**Problem to solve:**
Gather each line of the records that contains the string "truck". Case counts.

**Entries provided:**
start
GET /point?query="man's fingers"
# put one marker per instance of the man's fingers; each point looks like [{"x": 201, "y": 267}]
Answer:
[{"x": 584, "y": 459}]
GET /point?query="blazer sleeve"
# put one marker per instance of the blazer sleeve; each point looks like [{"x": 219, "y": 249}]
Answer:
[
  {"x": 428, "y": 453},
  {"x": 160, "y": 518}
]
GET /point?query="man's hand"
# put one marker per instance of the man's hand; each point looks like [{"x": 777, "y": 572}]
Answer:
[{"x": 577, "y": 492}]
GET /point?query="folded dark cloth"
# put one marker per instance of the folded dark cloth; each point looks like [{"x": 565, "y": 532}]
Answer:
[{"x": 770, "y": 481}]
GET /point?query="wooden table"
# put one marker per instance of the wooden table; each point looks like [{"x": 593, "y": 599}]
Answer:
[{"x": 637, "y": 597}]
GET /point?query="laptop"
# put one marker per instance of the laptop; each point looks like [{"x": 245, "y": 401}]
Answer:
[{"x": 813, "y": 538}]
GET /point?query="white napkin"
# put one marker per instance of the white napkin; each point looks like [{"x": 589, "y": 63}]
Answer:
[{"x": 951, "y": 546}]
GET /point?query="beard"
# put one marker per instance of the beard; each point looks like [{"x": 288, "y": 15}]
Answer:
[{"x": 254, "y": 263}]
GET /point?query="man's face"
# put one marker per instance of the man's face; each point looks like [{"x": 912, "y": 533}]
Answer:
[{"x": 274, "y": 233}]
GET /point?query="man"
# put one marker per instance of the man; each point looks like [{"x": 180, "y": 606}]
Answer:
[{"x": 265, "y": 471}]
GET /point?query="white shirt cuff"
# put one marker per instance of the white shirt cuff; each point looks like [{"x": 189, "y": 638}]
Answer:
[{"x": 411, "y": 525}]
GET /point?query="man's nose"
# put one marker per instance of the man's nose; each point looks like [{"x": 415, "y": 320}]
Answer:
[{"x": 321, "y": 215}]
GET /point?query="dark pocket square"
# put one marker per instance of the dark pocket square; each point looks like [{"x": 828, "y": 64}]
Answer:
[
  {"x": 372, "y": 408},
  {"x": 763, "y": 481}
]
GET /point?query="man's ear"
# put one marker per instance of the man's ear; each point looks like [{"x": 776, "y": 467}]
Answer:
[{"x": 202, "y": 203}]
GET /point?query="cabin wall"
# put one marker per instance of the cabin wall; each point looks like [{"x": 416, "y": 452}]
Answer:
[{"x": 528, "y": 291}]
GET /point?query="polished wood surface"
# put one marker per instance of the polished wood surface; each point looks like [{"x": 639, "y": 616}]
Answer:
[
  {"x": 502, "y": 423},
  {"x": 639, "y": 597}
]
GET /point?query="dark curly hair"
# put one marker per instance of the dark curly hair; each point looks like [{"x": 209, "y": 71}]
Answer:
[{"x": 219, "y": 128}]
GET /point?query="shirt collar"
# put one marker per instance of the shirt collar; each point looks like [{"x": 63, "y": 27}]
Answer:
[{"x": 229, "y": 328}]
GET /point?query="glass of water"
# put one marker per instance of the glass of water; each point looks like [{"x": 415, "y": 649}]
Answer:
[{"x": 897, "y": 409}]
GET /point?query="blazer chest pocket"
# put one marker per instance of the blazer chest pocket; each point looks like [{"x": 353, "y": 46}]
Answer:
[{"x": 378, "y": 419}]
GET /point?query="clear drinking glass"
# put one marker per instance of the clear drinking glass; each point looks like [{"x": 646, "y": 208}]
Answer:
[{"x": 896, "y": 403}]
end
start
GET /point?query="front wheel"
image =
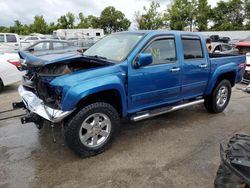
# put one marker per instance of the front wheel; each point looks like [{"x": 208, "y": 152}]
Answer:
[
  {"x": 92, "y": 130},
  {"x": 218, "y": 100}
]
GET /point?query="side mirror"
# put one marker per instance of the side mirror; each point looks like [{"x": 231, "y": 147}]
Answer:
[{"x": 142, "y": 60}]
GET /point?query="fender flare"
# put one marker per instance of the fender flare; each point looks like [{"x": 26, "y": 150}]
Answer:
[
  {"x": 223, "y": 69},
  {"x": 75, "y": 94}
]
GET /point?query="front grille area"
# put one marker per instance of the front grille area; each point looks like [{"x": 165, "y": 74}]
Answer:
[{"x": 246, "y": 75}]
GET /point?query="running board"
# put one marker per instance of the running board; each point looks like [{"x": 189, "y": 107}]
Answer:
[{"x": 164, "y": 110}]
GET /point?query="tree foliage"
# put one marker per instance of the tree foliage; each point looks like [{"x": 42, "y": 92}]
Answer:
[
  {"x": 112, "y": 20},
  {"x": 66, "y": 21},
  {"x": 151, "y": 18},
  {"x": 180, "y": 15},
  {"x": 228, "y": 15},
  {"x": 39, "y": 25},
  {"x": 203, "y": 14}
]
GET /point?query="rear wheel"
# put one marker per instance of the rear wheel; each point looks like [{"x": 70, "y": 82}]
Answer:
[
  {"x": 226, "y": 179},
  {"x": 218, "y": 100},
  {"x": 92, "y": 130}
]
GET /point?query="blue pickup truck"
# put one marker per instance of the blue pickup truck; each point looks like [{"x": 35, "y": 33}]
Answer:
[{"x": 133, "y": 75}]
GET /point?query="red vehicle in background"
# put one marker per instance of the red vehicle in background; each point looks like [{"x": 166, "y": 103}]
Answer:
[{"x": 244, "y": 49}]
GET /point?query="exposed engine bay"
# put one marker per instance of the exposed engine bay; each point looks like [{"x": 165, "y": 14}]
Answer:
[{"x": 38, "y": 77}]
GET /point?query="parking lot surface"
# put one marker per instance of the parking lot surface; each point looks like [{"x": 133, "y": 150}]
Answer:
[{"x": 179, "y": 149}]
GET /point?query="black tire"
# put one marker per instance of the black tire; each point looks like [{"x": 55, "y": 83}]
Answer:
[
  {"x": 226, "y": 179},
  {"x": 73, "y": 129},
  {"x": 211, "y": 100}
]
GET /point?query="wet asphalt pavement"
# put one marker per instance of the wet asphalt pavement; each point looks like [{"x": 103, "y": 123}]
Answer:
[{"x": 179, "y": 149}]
end
start
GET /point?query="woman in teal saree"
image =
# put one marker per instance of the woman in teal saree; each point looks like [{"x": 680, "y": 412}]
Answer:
end
**Exercise answer:**
GET /point?query="blue pickup truck"
# put one marker per instance of the blue pickup truck; each point looks like [{"x": 35, "y": 33}]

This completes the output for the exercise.